**What this task involves:**
Copy out the line containing "Return the polygon of every instance of the dark" and each line after it, through the last one in the material, exactly as written.

[Records from an annotation dataset]
-- Start --

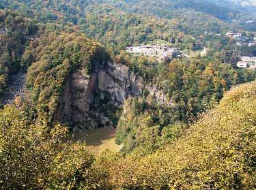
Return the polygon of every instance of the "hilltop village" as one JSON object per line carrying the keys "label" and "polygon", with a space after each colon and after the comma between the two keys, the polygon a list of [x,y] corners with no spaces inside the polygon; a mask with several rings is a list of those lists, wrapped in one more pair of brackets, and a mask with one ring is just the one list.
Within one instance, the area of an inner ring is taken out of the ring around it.
{"label": "hilltop village", "polygon": [[256,37],[248,37],[243,36],[241,33],[229,31],[226,33],[226,36],[236,40],[236,46],[251,47],[256,45]]}
{"label": "hilltop village", "polygon": [[256,57],[250,57],[247,56],[241,57],[240,61],[236,63],[236,66],[239,68],[256,69]]}
{"label": "hilltop village", "polygon": [[174,57],[188,57],[186,51],[180,51],[176,48],[166,44],[151,44],[141,46],[127,47],[126,52],[145,56],[152,56],[159,61]]}

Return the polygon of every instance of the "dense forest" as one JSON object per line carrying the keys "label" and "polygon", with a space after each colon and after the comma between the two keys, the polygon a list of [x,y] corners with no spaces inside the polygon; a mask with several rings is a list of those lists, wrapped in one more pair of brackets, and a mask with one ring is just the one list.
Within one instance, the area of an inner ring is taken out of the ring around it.
{"label": "dense forest", "polygon": [[[236,63],[256,57],[256,46],[225,35],[256,36],[241,6],[1,1],[0,189],[255,188],[256,70]],[[188,56],[125,50],[152,44]],[[23,93],[6,104],[19,73]],[[72,140],[103,126],[115,129],[119,151],[94,155]]]}

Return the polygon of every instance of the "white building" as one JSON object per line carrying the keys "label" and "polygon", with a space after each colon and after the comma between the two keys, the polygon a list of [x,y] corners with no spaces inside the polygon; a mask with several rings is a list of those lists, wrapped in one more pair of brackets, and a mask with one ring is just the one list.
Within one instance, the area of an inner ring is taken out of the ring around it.
{"label": "white building", "polygon": [[256,63],[256,57],[250,57],[251,61],[253,61]]}
{"label": "white building", "polygon": [[249,62],[251,61],[251,58],[248,56],[242,56],[241,57],[241,61],[245,61],[245,62]]}
{"label": "white building", "polygon": [[256,69],[256,63],[255,62],[250,62],[248,63],[248,67],[251,69]]}
{"label": "white building", "polygon": [[250,41],[248,43],[248,46],[251,47],[251,46],[256,45],[256,42],[255,41]]}
{"label": "white building", "polygon": [[242,33],[233,33],[233,32],[227,32],[226,33],[226,35],[229,37],[232,37],[232,38],[239,38],[240,37],[242,37]]}
{"label": "white building", "polygon": [[246,68],[247,63],[248,62],[245,62],[245,61],[238,61],[236,63],[236,66],[238,66],[239,68]]}
{"label": "white building", "polygon": [[126,51],[135,54],[154,56],[158,60],[164,60],[168,57],[179,54],[177,48],[171,48],[165,44],[152,44],[149,46],[127,47]]}

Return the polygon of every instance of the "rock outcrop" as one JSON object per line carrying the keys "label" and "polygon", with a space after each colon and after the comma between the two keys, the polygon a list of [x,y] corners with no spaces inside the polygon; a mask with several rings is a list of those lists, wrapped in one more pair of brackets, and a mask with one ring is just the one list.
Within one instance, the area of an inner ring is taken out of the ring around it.
{"label": "rock outcrop", "polygon": [[113,126],[115,112],[129,96],[141,96],[143,86],[126,65],[109,62],[91,75],[81,68],[67,80],[55,120],[79,129]]}

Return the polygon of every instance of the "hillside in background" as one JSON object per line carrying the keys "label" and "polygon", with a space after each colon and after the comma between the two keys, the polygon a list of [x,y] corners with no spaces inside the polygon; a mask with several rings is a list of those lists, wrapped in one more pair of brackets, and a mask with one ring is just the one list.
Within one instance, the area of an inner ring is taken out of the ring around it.
{"label": "hillside in background", "polygon": [[1,1],[0,189],[255,189],[254,3]]}

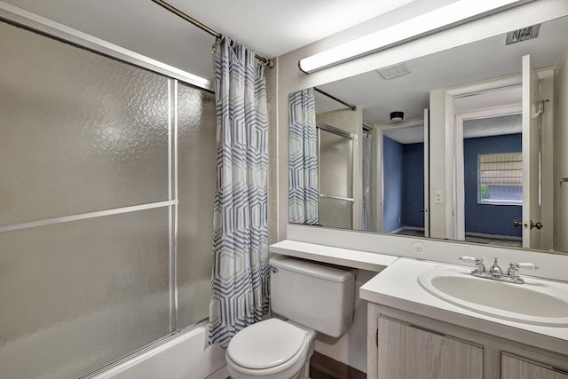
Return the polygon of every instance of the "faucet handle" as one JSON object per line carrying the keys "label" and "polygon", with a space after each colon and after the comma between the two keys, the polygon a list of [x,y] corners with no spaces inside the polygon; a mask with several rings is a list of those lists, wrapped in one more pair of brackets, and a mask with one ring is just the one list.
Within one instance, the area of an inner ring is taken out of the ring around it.
{"label": "faucet handle", "polygon": [[520,264],[517,264],[515,262],[512,262],[511,265],[513,265],[513,264],[515,264],[517,268],[522,268],[524,270],[538,270],[540,268],[536,265],[532,264],[530,262],[520,263]]}

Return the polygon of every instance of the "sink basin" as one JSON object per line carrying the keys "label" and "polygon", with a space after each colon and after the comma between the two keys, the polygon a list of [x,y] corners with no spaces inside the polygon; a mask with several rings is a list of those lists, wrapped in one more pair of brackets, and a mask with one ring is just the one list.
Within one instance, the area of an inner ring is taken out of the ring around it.
{"label": "sink basin", "polygon": [[469,311],[526,324],[568,327],[568,290],[559,283],[526,281],[507,283],[446,269],[418,276],[426,291]]}

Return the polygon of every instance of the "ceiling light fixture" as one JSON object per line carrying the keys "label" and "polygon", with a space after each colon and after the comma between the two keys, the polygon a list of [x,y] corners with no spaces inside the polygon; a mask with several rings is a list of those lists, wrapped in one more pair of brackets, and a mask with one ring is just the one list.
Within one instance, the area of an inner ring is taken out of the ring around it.
{"label": "ceiling light fixture", "polygon": [[402,121],[405,118],[405,113],[400,111],[390,112],[390,121]]}
{"label": "ceiling light fixture", "polygon": [[534,0],[460,0],[298,61],[306,74]]}

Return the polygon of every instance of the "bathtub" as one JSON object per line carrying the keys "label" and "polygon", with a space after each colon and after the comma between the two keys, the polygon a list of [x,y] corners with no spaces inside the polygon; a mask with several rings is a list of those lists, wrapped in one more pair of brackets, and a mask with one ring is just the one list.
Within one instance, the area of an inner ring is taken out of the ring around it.
{"label": "bathtub", "polygon": [[106,370],[93,379],[226,379],[225,349],[207,345],[207,322]]}

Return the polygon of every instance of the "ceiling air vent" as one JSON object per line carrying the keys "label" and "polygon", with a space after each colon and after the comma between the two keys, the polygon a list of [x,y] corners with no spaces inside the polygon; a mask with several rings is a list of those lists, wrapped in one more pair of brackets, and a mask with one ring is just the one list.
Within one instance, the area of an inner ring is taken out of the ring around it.
{"label": "ceiling air vent", "polygon": [[410,70],[404,63],[398,63],[398,65],[389,66],[376,70],[384,79],[389,80],[397,76],[406,75],[410,74]]}
{"label": "ceiling air vent", "polygon": [[539,36],[540,28],[540,24],[538,24],[509,32],[507,33],[507,40],[505,41],[505,44],[511,44],[517,42],[536,38]]}

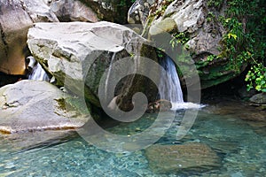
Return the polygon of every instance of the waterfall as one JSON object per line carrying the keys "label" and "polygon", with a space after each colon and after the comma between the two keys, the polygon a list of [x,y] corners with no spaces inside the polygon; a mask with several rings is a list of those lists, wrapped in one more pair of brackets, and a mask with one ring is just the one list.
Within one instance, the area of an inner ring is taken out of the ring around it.
{"label": "waterfall", "polygon": [[165,69],[166,73],[161,73],[159,84],[160,99],[168,100],[172,104],[172,111],[178,109],[199,109],[202,107],[200,104],[184,102],[183,92],[180,86],[178,74],[173,60],[167,56],[160,60],[160,65]]}
{"label": "waterfall", "polygon": [[32,68],[31,73],[28,75],[28,80],[35,81],[49,81],[50,78],[46,72],[43,69],[42,65],[35,61],[33,57],[28,57],[28,66]]}
{"label": "waterfall", "polygon": [[168,56],[161,59],[160,65],[166,73],[160,75],[158,88],[160,98],[170,101],[172,103],[172,109],[174,109],[174,104],[184,103],[178,74],[174,62]]}

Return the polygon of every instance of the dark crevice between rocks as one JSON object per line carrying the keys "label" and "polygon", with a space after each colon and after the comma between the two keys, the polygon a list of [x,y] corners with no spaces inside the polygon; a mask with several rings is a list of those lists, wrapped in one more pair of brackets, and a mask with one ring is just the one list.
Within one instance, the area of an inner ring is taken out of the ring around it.
{"label": "dark crevice between rocks", "polygon": [[11,75],[0,72],[0,88],[7,84],[12,84],[20,80],[25,80],[27,77],[25,75]]}
{"label": "dark crevice between rocks", "polygon": [[1,24],[1,22],[0,22],[0,32],[1,32],[1,40],[2,40],[2,42],[4,43],[4,45],[5,46],[4,47],[4,53],[5,53],[5,56],[7,57],[8,56],[8,50],[8,50],[8,43],[5,41],[5,34],[4,32],[3,26]]}

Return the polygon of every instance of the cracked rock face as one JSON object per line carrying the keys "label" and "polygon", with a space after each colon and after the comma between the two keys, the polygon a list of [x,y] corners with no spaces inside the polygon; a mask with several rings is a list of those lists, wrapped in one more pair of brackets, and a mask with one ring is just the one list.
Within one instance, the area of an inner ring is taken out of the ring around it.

-- End --

**Solved exercise:**
Return the polygon of every instance of the dark crevice between rocks as one JSON object per line carrying the keys "label" and "polygon", with a space after each colon and after the comma between the two keys, the polygon a list of [x,y] corners with no spaces inside the polygon; a mask with several rings is a list of those lists, wrapped in one more pair of brackets, and a mask with one ring is just the one list.
Within one instance, the area of an inner ring is taken out of the ring around it.
{"label": "dark crevice between rocks", "polygon": [[11,75],[0,72],[0,88],[7,84],[12,84],[20,80],[25,80],[27,77],[25,75]]}
{"label": "dark crevice between rocks", "polygon": [[1,24],[1,22],[0,22],[0,32],[1,32],[1,40],[2,40],[2,42],[4,43],[4,45],[5,46],[4,47],[4,53],[5,53],[5,56],[7,57],[8,56],[8,50],[8,50],[8,43],[5,41],[5,34],[4,32],[3,26]]}

Return the polygon of every instance of the cracked rock face as one JSON object per line carrying the keys "label" and "polygon", with a space after each colon and after the comma between the two keys, the polygon a list of [x,y] corners with no spaces inside the polygon; a mask with several rings is a list of those lists, wrapped in one more pair of brackets, and a mask with one ring is just the one list.
Within one instance, the area of an inner ring is taken out of the ring around it.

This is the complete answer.